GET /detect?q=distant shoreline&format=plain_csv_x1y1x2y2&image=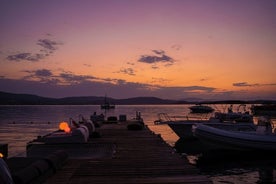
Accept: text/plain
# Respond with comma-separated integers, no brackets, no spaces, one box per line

0,92,276,105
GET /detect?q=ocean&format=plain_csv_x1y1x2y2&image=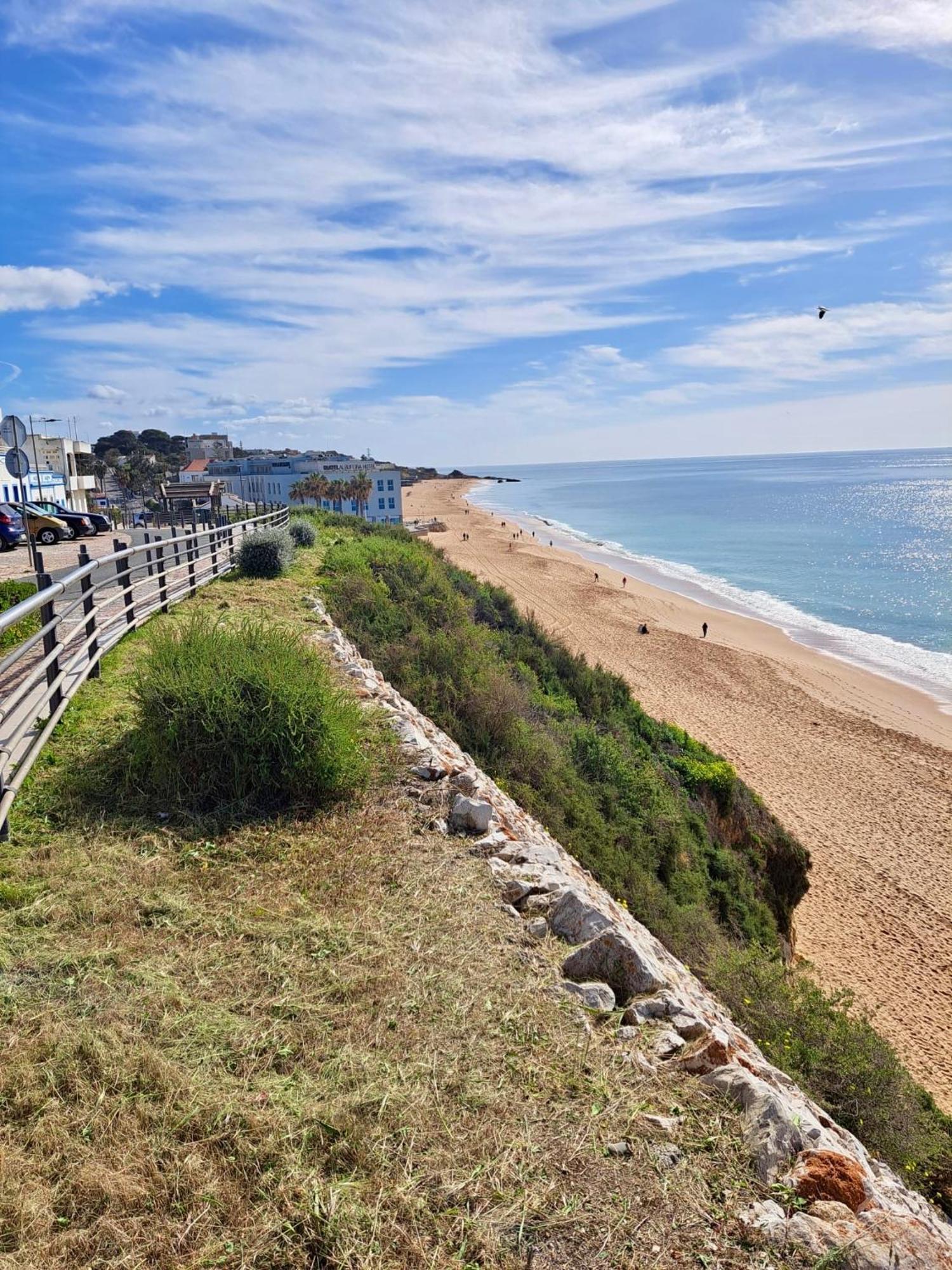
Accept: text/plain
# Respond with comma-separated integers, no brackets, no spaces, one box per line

471,450,952,707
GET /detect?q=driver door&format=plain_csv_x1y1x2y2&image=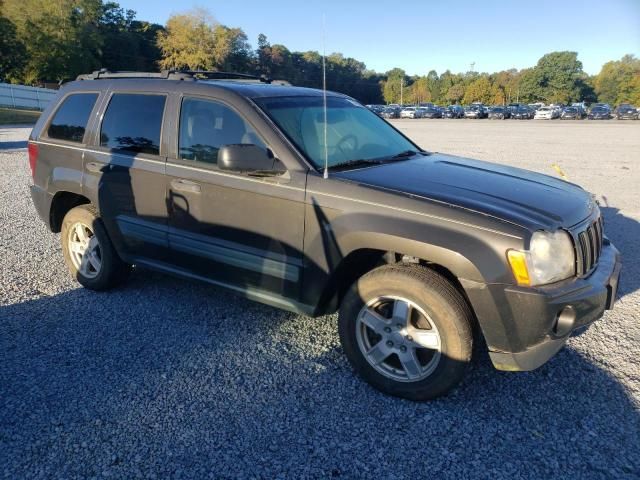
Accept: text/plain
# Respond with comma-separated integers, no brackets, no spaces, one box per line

### Your goal
Reproduce every one of the entries above word for word, leaving the pictures out.

### The solution
GET /detect?q=distant shoreline&format=plain_csv_x1y1x2y2&image=
Accept: text/plain
# Respond with comma-separated integers, no brackets, no spaces, one box per line

0,92,276,105
GET /detect?q=ocean&format=plain_csv_x1y1x2y2&image=
Accept: text/plain
# Respond with comma-separated integers, no brackets, no spaces, one box per line

471,450,952,707
GET /detect?q=driver door&format=plain_csv_x1y1x2y2&image=
Accept: text/plain
# Respond with comma-separated integers, no brackets, no spaces, one box per line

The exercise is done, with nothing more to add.